抜き出した文章 =>
"""

2023年11月28日

DXとIT

DXとITの違い|中小企業や個人事業主が導入する際のポイントも解説

起業・経営に役立つ知識

 

 

DX(デジタルトランスフォーメーション)やITという単語は知っていても、具体的にどういったことを指すのか、よく分からないまま過ごしてきた人も多いのではないでしょうか。
実際、意味の幅が非常に広い単語であることから、個別具体的に事例を想像するのが難しい点は否めません。

厳密には、ITとDXの意味はそれぞれ異なりますが、ITがDXに必要な要素の一つであることは疑いありません。
この記事では、DXとITの違いについて、それぞれの意味を紹介しつつ、中小企業・個人事業主がDXを進める際のポイントについても解説します。

 

 

ITとDXの意味

まずは、IT・DXそれぞれの単語の意味について再確認しましょう。
便宜上、ITの意味から先に説明した方が分かりやすいため、この記事ではIT→DXの順に説明します。

 

ITとは

ITとは「インフォメーションテクノロジー」の略で、日本語に訳すと「情報技術」となります。
インターネット等の通信とコンピュータを駆使するのが特徴で、現代ビジネスにおいては様々な分野で活用されています。

IT化の例としては、これまで電卓を使って計算・手書きで帳簿付けをやっていた企業が、表計算ソフト・会計ソフトを導入したケースが分かりやすいでしょう。

"""

練習のねらい => DXとITについての記事のうち、「まずは、IT・DXそれぞれの単語の意味について再確認しましょう。」から「々な分野で活用されています。」までを一字も変えずに書き写してください。 ここにある項目は、この作業にはまったく関係ありません。

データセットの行
"""

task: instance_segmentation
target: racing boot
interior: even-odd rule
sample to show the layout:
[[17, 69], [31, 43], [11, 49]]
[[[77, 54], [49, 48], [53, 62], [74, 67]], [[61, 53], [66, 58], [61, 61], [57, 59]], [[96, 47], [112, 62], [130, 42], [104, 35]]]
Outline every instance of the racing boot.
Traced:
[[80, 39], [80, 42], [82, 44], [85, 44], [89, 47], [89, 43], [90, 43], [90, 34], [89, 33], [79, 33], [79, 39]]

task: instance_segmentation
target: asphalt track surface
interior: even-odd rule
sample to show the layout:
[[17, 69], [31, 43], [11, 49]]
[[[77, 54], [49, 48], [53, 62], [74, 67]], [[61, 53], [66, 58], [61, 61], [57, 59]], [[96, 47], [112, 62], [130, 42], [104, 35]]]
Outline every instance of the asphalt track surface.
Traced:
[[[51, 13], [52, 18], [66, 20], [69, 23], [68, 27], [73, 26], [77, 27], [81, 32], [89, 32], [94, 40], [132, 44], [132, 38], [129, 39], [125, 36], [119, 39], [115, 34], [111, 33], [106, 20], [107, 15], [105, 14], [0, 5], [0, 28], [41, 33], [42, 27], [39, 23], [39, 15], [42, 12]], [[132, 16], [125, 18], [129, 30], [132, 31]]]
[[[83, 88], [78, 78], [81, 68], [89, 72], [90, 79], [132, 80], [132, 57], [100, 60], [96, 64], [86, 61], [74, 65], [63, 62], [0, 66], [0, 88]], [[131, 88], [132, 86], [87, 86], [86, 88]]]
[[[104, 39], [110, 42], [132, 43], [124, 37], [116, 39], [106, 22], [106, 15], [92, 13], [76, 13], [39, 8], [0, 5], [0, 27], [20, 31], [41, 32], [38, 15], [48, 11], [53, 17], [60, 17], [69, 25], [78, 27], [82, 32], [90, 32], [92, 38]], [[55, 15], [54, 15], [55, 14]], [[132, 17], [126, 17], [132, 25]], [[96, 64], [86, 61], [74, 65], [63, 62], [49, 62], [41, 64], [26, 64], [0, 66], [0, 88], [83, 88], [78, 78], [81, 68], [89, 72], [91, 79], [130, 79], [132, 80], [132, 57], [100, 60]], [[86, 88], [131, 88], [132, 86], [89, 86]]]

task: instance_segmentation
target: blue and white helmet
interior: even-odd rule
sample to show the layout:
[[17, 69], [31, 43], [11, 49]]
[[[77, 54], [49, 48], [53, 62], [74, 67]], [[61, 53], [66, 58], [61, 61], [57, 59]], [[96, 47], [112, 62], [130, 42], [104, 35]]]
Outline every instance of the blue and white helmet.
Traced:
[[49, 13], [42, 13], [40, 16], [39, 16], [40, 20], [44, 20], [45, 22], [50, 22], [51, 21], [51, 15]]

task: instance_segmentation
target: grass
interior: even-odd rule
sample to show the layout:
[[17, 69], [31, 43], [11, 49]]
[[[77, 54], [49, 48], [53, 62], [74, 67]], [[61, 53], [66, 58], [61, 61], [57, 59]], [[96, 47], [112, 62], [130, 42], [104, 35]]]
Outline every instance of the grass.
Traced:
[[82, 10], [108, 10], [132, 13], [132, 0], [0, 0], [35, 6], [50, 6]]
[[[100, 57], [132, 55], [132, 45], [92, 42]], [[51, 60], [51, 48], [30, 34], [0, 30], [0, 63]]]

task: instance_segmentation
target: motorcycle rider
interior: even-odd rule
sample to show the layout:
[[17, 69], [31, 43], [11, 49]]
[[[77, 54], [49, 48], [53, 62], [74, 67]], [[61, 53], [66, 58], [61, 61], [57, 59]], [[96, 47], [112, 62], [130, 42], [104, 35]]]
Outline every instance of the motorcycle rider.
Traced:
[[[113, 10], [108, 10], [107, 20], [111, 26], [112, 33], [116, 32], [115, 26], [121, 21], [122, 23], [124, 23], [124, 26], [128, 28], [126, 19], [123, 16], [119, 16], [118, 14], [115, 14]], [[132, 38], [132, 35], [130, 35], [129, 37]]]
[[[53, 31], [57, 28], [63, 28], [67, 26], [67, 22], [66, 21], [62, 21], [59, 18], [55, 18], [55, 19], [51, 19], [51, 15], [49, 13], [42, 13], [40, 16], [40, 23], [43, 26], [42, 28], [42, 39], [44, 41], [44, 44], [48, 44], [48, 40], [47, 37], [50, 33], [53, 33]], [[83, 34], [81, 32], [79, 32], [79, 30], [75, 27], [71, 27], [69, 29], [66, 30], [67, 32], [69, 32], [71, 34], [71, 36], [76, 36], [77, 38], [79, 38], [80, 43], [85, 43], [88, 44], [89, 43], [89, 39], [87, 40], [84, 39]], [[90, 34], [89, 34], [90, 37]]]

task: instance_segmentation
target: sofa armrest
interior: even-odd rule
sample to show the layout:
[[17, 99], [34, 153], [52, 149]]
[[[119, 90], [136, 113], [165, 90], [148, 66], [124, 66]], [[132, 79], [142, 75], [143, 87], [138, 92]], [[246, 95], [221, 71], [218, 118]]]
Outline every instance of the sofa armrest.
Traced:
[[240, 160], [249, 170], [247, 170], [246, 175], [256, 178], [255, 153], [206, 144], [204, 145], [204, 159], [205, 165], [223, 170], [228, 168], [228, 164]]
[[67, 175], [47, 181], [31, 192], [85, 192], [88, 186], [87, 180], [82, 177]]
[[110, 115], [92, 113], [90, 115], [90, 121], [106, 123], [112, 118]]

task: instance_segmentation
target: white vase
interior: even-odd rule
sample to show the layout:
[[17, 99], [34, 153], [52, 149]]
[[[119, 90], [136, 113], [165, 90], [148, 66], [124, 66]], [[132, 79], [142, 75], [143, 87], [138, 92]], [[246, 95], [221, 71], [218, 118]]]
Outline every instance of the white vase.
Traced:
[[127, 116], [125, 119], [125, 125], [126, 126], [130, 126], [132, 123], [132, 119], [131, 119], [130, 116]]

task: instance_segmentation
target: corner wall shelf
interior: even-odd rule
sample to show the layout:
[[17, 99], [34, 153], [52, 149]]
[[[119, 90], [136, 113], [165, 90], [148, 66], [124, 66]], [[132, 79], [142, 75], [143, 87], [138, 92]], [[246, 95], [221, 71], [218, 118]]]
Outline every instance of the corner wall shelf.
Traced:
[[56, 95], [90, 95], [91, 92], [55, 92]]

"""

完成した練習 =>
まずは、IT・DXそれぞれの単語の意味について再確認しましょう。
便宜上、ITの意味から先に説明した方が分かりやすいため、この記事ではIT→DXの順に説明します。

 

ITとは

ITとは「インフォメーションテクノロジー」の略で、日本語に訳すと「情報技術」となります。
インターネット等の通信とコンピュータを駆使するのが特徴で、現代ビジネスにおいては様々な分野で活用されています。